# STATED GOAL A:
Lay out the entries as a two-column CSV with the headers "prompt" and "points". Cover everything from the line containing "Task: indicate the rustic" down to the last of the entries, with one row per entry: its text in one quoted field, its answer in another, and any line breaks changed to spaces.

Begin READING TEXT

# how to get closure



## seany (Feb 8, 2009)

hi all,new here so looking for advice.been lurkin for a few weeks so thot it was about time i posted.ive been seperated 2 months now and its brutal.really struggling with this.ive been married 10 yrs and have 2 daughters who ive not seen much of lately.shes adamant its over and i need to accept it but its tough eh we just got into a habit of constantly arguin etc then not speaking for days and it took its toll on her. over shes sayin but its tough sinking in.ive been going to councelling for about a month now and thats tough too.just at a bit of a loss as to what to do.give up? or try and move on and find closure somehow. no infidelity or anyone else involved at all.just the marrige breaking down.

tnx for reading


----------



## scooter (Feb 7, 2009)

warm thoughts are with you seany, sorry for what you're going through.


----------



## Mappy (Feb 6, 2009)

Maybe you need to sit down with her and try to talk in effort to seek closure. Tell her you hear her but need closure. I am also in the process of divorcing my husband and one of the big reasons amongst many ofcourse is not talking to me for days. I believe that is the most wicked thing a man can ever do to a woman. If you were the culprit (one who doesn't wana talk for days) then chances are she feels you failed to talk to her when you had the chance and now it is too late. If that's the case then I must say there is nothing you can do but just move on with your life. I still love my husband but I cnnot go back to him for the abuse. Silent treatment is a form of abuse-emotional abuse. I consulted a lot of people and they also feel it is very childish yet abusive to do that.

I just thought you would wana hear it from a woman's point of view.


----------



## findingpeace (Mar 14, 2009)

I am in process of getting divorce the most painful thing ever I am sorry for your situation have you guys thought about trying to maybe spending a weekend together would your wife be up to that just a thought


----------

End READING TEXT

# STATED GOAL B:
Rewrite everything from "hi all,new here" down to "you're going through." in the forum thread about getting closure, swapping "brutal" for "hard".

Begin INPUT FOR THIS TASK

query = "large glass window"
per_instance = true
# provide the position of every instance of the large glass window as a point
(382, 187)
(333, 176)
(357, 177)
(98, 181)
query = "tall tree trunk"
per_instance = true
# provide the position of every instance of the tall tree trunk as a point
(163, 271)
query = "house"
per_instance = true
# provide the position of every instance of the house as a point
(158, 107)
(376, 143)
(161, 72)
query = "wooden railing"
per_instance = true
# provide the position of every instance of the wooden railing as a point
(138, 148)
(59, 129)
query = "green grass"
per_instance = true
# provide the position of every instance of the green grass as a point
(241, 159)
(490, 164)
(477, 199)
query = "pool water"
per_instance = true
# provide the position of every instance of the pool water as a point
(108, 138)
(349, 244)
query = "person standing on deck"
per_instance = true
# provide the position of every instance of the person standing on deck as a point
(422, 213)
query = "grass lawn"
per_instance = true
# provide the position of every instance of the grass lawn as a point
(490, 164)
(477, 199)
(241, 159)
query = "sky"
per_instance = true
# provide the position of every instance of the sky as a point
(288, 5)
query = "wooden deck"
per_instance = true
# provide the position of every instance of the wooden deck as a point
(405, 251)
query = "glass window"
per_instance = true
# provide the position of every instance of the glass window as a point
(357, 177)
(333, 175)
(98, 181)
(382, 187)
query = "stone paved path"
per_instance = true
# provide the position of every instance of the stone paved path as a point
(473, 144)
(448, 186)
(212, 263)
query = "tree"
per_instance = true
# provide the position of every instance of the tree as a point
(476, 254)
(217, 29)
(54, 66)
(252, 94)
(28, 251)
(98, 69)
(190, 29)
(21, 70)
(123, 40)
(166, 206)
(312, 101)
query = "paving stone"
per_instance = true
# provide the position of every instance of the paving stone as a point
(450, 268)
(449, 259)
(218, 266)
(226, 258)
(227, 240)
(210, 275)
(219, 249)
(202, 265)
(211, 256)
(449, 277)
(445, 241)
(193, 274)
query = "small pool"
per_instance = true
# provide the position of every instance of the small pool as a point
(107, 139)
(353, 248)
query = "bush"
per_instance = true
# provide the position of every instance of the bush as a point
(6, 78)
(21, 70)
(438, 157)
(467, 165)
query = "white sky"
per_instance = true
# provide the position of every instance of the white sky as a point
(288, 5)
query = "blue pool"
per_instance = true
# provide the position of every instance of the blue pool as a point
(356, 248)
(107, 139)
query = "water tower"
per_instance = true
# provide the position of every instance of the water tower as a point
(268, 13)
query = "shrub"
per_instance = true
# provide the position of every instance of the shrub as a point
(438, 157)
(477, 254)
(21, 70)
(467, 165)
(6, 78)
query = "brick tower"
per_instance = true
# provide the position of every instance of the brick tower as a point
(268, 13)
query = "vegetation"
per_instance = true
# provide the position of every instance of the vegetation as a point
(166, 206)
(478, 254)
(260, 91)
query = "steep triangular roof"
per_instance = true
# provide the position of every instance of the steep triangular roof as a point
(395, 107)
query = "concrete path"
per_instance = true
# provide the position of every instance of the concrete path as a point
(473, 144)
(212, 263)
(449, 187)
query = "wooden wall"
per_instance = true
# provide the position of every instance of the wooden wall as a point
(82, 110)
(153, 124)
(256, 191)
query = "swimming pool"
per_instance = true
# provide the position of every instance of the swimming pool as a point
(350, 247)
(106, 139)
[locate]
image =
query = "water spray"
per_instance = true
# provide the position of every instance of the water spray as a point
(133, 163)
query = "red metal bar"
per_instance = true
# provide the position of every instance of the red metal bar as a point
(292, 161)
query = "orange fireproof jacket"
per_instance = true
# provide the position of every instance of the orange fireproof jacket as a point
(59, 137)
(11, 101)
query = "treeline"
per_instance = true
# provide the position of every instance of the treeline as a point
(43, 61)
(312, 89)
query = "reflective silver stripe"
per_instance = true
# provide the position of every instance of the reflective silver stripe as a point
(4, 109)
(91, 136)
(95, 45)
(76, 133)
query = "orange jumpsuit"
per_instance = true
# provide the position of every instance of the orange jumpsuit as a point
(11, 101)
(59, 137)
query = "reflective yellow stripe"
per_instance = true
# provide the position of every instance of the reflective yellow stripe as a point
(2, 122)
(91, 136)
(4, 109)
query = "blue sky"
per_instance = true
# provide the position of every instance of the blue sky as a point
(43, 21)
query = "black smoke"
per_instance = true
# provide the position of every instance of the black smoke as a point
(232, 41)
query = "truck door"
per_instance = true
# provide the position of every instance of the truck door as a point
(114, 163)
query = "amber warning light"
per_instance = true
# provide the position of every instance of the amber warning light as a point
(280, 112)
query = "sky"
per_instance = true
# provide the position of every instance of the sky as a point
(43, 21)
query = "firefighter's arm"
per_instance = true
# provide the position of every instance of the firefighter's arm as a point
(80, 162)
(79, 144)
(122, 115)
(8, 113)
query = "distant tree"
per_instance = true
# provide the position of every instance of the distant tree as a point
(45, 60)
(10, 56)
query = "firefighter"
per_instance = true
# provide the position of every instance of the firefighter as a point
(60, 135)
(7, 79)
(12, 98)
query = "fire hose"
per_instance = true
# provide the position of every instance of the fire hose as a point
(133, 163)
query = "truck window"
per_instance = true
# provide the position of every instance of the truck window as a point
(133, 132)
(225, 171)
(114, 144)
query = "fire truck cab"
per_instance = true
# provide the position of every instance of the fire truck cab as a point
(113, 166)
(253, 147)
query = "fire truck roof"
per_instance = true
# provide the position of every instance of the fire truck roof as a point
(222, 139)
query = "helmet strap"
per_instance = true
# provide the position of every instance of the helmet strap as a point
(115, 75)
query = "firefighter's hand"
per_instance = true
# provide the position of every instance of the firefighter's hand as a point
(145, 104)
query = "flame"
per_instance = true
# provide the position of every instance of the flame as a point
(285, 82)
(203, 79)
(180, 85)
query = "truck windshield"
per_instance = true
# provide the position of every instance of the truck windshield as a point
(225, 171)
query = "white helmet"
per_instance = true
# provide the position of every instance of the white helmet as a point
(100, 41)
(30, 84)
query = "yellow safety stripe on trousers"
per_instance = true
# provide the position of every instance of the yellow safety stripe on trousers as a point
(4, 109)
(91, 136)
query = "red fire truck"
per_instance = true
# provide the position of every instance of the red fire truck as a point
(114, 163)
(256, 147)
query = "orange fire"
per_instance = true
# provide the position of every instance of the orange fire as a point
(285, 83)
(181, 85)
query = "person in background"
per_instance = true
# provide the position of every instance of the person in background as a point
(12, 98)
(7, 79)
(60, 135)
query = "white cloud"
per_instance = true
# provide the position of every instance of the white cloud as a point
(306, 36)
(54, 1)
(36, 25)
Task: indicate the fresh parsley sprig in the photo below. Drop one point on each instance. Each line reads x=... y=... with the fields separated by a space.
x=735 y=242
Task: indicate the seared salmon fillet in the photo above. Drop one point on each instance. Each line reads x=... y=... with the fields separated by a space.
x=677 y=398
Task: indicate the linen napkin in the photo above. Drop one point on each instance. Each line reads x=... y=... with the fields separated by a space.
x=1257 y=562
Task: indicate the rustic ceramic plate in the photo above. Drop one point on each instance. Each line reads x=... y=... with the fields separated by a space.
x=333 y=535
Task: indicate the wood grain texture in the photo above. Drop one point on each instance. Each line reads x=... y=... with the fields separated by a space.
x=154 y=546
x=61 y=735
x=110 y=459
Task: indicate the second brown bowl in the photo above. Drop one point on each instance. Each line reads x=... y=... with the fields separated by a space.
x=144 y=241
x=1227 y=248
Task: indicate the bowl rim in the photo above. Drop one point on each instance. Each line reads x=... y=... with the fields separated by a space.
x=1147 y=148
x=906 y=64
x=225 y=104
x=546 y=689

End INPUT FOR THIS TASK

# OUTPUT A:
prompt,points
"Task: indicate the rustic ceramic plate in the photo above. Drop one point on each instance. Each line reads x=... y=... with the fields separated by a space.","x=333 y=535"
"Task: indicate the wood grain texture in the photo above. Drop one point on each instance. Each line reads x=... y=... with the fields separated by a space.","x=154 y=546 x=61 y=735 x=110 y=459"
"Task: indicate the second brown bowl in the photo above. Drop one point on each instance. Each line reads x=... y=... with the fields separated by a space.","x=144 y=241 x=1227 y=248"
"Task: indicate the bowl rim in the photo above. Drop one point on each instance. Each line reads x=... y=... with the fields separated by a space.","x=1147 y=148 x=906 y=64 x=225 y=104 x=546 y=689"

# OUTPUT B:
hi all,new here so looking for advice.been lurkin for a few weeks so thot it was about time i posted.ive been seperated 2 months now and its hard.really struggling with this.ive been married 10 yrs and have 2 daughters who ive not seen much of lately.shes adamant its over and i need to accept it but its tough eh we just got into a habit of constantly arguin etc then not speaking for days and it took its toll on her. over shes sayin but its tough sinking in.ive been going to councelling for about a month now and thats tough too.just at a bit of a loss as to what to do.give up? or try and move on and find closure somehow. no infidelity or anyone else involved at all.just the marrige breaking down.

tnx for reading


----------



## scooter (Feb 7, 2009)

warm thoughts are with you seany, sorry for what you're going through.